» EXTRACTED MATERIAL:
┄┄┄┄┄┄
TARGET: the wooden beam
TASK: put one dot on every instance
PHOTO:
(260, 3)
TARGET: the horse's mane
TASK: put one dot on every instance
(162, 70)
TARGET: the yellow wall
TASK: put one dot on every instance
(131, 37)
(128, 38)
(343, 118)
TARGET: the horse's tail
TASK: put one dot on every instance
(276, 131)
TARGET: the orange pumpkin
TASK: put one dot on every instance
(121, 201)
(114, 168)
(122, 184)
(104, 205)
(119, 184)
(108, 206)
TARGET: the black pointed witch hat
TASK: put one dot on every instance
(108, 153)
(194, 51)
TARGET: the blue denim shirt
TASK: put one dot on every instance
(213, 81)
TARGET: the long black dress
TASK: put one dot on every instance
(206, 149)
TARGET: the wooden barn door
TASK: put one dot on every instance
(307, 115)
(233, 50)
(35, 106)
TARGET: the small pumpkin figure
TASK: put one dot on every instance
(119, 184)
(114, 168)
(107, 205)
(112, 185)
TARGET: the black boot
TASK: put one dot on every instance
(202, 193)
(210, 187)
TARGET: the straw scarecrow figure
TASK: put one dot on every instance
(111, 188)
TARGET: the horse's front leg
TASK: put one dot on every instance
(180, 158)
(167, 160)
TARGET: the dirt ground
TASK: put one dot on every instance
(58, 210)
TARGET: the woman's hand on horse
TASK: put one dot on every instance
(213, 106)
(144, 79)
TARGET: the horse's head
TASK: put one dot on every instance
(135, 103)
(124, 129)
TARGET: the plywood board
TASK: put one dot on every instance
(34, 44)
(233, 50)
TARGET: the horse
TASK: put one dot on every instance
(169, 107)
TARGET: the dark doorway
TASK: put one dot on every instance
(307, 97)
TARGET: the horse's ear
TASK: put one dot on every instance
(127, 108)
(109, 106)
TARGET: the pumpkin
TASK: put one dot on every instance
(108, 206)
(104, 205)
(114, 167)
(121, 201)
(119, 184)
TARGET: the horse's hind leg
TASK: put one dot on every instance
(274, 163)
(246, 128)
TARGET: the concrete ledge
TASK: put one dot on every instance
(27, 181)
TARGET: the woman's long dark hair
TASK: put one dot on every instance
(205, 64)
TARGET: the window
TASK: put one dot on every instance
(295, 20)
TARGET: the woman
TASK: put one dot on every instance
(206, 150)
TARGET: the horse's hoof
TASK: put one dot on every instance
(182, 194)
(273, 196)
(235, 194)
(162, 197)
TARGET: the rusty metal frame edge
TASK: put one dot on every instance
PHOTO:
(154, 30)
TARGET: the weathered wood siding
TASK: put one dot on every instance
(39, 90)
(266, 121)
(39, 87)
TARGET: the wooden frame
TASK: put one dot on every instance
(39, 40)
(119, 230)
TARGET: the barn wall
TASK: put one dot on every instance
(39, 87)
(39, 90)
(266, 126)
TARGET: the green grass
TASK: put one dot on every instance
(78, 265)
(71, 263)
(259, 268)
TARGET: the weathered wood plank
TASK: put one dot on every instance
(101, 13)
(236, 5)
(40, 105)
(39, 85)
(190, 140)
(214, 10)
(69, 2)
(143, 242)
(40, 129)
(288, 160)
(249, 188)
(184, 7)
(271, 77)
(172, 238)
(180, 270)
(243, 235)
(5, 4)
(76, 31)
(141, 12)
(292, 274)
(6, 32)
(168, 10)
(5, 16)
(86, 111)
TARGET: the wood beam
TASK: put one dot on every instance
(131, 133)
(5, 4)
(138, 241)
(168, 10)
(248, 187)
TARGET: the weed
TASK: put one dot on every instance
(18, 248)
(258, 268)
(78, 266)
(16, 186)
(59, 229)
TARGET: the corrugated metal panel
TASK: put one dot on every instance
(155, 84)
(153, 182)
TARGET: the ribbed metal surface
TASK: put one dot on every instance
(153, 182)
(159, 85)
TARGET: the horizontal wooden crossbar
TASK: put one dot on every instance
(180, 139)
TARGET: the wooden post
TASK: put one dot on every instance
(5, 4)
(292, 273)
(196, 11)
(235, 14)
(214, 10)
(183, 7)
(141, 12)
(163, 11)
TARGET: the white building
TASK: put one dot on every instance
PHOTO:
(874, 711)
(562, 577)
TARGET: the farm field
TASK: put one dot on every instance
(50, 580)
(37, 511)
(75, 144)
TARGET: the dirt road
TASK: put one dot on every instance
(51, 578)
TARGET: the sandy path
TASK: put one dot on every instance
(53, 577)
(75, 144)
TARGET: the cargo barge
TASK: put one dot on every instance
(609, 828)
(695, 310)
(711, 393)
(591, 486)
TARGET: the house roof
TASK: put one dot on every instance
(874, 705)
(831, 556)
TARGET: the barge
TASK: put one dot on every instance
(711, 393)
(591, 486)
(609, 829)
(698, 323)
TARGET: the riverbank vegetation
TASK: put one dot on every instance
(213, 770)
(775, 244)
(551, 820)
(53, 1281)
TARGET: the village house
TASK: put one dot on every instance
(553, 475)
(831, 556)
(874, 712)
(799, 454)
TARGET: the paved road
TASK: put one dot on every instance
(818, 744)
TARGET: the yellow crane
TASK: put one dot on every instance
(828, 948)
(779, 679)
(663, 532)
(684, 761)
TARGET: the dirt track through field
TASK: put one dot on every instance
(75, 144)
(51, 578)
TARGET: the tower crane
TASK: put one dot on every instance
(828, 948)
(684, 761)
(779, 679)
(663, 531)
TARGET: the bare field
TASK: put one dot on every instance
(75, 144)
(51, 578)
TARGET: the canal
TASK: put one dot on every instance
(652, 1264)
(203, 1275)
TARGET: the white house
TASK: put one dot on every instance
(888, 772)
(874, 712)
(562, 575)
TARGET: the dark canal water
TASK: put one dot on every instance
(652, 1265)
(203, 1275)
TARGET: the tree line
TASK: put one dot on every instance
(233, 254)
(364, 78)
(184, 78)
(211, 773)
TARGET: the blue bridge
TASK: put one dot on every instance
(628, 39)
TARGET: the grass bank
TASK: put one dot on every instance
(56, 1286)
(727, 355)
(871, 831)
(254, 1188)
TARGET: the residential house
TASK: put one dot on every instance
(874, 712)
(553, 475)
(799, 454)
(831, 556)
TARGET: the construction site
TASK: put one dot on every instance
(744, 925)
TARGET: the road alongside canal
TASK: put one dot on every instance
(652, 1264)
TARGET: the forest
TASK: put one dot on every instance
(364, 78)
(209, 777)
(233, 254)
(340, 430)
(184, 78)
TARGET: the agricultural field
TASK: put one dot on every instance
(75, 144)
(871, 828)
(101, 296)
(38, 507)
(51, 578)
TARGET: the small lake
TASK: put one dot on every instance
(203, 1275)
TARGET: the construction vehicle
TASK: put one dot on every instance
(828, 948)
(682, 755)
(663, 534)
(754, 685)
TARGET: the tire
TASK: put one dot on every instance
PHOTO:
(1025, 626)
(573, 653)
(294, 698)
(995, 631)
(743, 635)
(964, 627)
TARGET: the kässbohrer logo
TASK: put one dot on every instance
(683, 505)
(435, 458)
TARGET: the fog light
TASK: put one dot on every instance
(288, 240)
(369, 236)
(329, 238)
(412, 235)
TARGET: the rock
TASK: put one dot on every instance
┄┄┄┄┄┄
» TO DO: A faithful copy of every record is required; output it in full.

» TASK ANSWER:
TARGET: the wooden beam
TASK: put one dot on every instance
PHOTO:
(260, 3)
TARGET: the horse's mane
TASK: put one dot on every instance
(162, 70)
TARGET: the yellow wall
TASK: put one dot on every instance
(131, 37)
(128, 38)
(343, 118)
TARGET: the horse's tail
TASK: put one dot on every instance
(276, 131)
TARGET: the orange pumpkin
TASK: put one dot on every instance
(121, 201)
(114, 168)
(122, 184)
(104, 205)
(119, 184)
(108, 206)
TARGET: the black pointed witch hat
TASK: put one dot on every instance
(108, 153)
(194, 51)
TARGET: the blue denim shirt
TASK: put one dot on every instance
(213, 81)
TARGET: the long black dress
TASK: put one dot on every instance
(206, 149)
TARGET: the wooden barn door
TASK: put one dot on every instance
(307, 115)
(233, 50)
(35, 106)
TARGET: the small pumpkin figure
TASK: put one dot on every instance
(119, 184)
(114, 168)
(107, 205)
(112, 185)
TARGET: the black boot
TASK: put one dot on every instance
(202, 193)
(210, 187)
TARGET: the straw scarecrow figure
TASK: put one dot on every instance
(111, 188)
TARGET: the horse's front leg
TASK: put one dot on every instance
(180, 158)
(167, 160)
TARGET: the dirt ground
TASK: put one dot on every instance
(58, 210)
TARGET: the woman's hand on horse
TASK: put one dot on every instance
(213, 106)
(144, 79)
TARGET: the horse's head
TASK: put one dot on every instance
(135, 103)
(124, 129)
TARGET: the plywood board
TASK: put one dot on every instance
(34, 44)
(233, 50)
TARGET: the horse
TASK: put one dot on every instance
(169, 107)
TARGET: the dark doorway
TASK: put one dot on every instance
(307, 97)
TARGET: the horse's ear
TASK: put one dot on every instance
(127, 108)
(109, 106)
TARGET: the pumpkin
TASK: put one dot on every instance
(108, 206)
(104, 205)
(114, 167)
(121, 201)
(119, 184)
TARGET: the horse's hind leg
TASK: put one dot on every instance
(274, 163)
(246, 128)
TARGET: the concrete ledge
TASK: put one dot on every instance
(27, 181)
TARGET: the woman's long dark hair
TASK: put one dot on every instance
(205, 64)
TARGET: the window
TASK: put one dot on every instance
(295, 20)
TARGET: the woman
TASK: put one dot on every instance
(206, 150)
TARGET: the horse's hoof
TASK: put one dot on every instance
(182, 194)
(273, 196)
(235, 194)
(162, 197)
TARGET: the rusty metal frame edge
TASK: put one dot on every instance
PHOTO:
(154, 30)
TARGET: the weathered wood siding
TASK: put one dot on every instance
(39, 90)
(266, 121)
(39, 87)
TARGET: the wooden frame
TASK: put one dot on every instance
(39, 40)
(119, 230)
TARGET: the barn wall
TASK: put one dot on every instance
(39, 87)
(39, 90)
(266, 126)
TARGET: the green grass
TASK: put one dot on every instance
(78, 265)
(71, 263)
(259, 268)
TARGET: the weathered wood plank
TASK: put one dot on every instance
(101, 13)
(236, 5)
(40, 105)
(39, 85)
(190, 140)
(214, 10)
(69, 2)
(143, 242)
(40, 129)
(288, 160)
(249, 188)
(184, 7)
(271, 77)
(172, 238)
(180, 270)
(243, 235)
(5, 4)
(76, 31)
(141, 12)
(292, 274)
(6, 32)
(168, 10)
(5, 16)
(86, 111)
TARGET: the wood beam
TASK: put one dot on every instance
(131, 133)
(5, 4)
(138, 241)
(168, 10)
(248, 187)
TARGET: the weed
TASK: put one dot on every instance
(18, 248)
(258, 268)
(78, 266)
(16, 186)
(59, 229)
TARGET: the corrugated metal panel
TASK: put one dot on every instance
(155, 84)
(153, 182)
TARGET: the ribbed metal surface
TASK: put one dot on every instance
(153, 182)
(159, 85)
TARGET: the horizontal wooden crossbar
TASK: put one dot on every instance
(180, 139)
TARGET: the wooden post
TASK: put one dot on every instance
(5, 4)
(292, 273)
(196, 11)
(235, 14)
(214, 10)
(183, 7)
(141, 12)
(163, 11)
TARGET: the white building
TASK: put one dot on every instance
PHOTO:
(874, 711)
(562, 577)
TARGET: the farm field
TASK: put one dot on every instance
(50, 580)
(37, 511)
(75, 144)
TARGET: the dirt road
TASK: put one dot on every instance
(51, 578)
TARGET: the sandy path
TASK: put one dot on every instance
(53, 577)
(75, 144)
TARGET: the cargo barge
TASK: put one dot on every instance
(609, 828)
(695, 310)
(711, 393)
(591, 486)
TARGET: the house roof
TASK: put one dot on every instance
(874, 705)
(831, 556)
TARGET: the barge
TASK: put one dot on every instance
(711, 393)
(591, 486)
(609, 829)
(698, 323)
TARGET: the riverbank vegetation
TASK: put one dot on every instance
(213, 770)
(775, 244)
(551, 820)
(53, 1281)
TARGET: the village house
TASK: put one dot on every instance
(553, 475)
(831, 556)
(874, 712)
(799, 454)
TARGET: the paved road
TASK: put one dot on every instance
(818, 744)
TARGET: the yellow crane
TASK: put one dot on every instance
(828, 948)
(779, 679)
(663, 532)
(684, 761)
TARGET: the dirt track through field
TASK: put one dot on every instance
(75, 144)
(51, 578)
TARGET: the tower crane
TASK: put one dot on every instance
(828, 948)
(684, 761)
(779, 679)
(663, 531)
TARGET: the bare field
TASK: put one dot on every instance
(75, 144)
(51, 578)
TARGET: the canal
TASK: put one dot on every instance
(652, 1264)
(203, 1275)
TARGET: the white house
TASK: put one dot on every instance
(888, 772)
(874, 712)
(562, 575)
TARGET: the dark canal water
TASK: put one dot on every instance
(652, 1265)
(203, 1275)
TARGET: the tree line
TASK: put one dot on every instance
(233, 254)
(364, 78)
(184, 78)
(211, 773)
TARGET: the blue bridge
TASK: put one dot on every instance
(628, 39)
TARGET: the grass bank
TASK: put one dot on every instance
(56, 1286)
(727, 355)
(871, 831)
(254, 1188)
TARGET: the residential house
TASK: put one dot on every instance
(874, 712)
(553, 475)
(799, 454)
(831, 556)
TARGET: the construction site
TASK: put one dot on every instance
(744, 925)
TARGET: the road alongside canal
TASK: put one dot on every instance
(652, 1264)
TARGET: the forest
TASK: put one dot on every instance
(364, 78)
(209, 777)
(233, 254)
(340, 430)
(184, 78)
TARGET: the agricultural field
TASK: put one dot on every instance
(75, 144)
(871, 828)
(101, 296)
(38, 507)
(51, 578)
TARGET: the small lake
TASK: put one dot on every instance
(203, 1275)
TARGET: the construction vehicle
TASK: put one dot on every instance
(828, 948)
(682, 755)
(663, 534)
(754, 685)
TARGET: the tire
TASK: put one dot on every instance
PHOTO:
(1025, 626)
(573, 653)
(294, 698)
(995, 631)
(743, 635)
(964, 627)
TARGET: the kässbohrer logo
TASK: put one dot on every instance
(683, 505)
(435, 458)
TARGET: the fog light
TASK: put one dot on every instance
(288, 240)
(369, 236)
(329, 238)
(412, 235)
TARGET: the rock
TASK: put one dot on every instance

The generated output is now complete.